[Text excerpt]:
....
An interesting question came over the airwaves one Sunday a month or so ago on a well known financial advice radio show. The caller was swooning over the possibility that her General Motors bond portfolio might take the deep six if GM were to throw in the corporate towel and declare bankruptcy. The financial Mighty Karzak went into a tirade about GM’s financial troubles being the result a product line of gas-guzzling SUV’s that no one wants now that gas prices have skyrocketed. He criticized GM’s inability to gauge market trends and meet the market with products that the market wants, generally smaller vehicles, and specifically hybrids. He cautioned that the bonds would be redeemable for the next year or so, but further out than a year, and your gonna have to polish up your crystal ball to hazard a guess whether or not GM will be solvent.
Let’s get one thing straight right quick, there is little chance that GM is going to go tits up. (At least for the foreseeable future). And if they do, it isn’t going to be because they are trying to hawk a fleet of automobiles that “nobody wants”. Read on, automophiles.
....
[Recorded information]:
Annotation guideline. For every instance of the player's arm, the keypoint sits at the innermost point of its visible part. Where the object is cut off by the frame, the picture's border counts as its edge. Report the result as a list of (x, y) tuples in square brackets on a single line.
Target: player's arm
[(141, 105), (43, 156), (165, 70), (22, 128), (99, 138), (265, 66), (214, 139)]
....
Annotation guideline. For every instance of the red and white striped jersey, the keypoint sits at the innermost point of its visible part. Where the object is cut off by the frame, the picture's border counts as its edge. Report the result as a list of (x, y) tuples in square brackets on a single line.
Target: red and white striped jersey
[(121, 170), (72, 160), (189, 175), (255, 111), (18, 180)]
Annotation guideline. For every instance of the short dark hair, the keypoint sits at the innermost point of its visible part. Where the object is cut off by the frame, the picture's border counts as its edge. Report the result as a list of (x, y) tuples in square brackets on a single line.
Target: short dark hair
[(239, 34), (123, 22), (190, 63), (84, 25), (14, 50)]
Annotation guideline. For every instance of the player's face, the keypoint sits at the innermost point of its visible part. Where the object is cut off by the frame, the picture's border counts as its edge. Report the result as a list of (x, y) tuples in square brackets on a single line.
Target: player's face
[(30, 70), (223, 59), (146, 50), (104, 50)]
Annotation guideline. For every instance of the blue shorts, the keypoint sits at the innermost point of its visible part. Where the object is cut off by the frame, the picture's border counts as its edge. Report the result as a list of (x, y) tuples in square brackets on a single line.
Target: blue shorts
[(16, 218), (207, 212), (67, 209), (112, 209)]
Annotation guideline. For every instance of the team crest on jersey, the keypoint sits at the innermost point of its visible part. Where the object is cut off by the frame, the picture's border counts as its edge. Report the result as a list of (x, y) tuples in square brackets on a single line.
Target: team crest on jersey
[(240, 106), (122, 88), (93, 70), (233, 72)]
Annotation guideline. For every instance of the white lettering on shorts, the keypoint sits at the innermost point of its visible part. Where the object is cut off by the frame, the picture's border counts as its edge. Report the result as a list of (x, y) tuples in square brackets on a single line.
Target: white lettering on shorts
....
[What is needed]: Can you pull out, word for word, the part of the GM bankruptcy passage that opens with the words containing "Let’s get one" and closes with "Read on, automophiles."?

[Your solution]:
Let’s get one thing straight right quick, there is little chance that GM is going to go tits up. (At least for the foreseeable future). And if they do, it isn’t going to be because they are trying to hawk a fleet of automobiles that “nobody wants”. Read on, automophiles.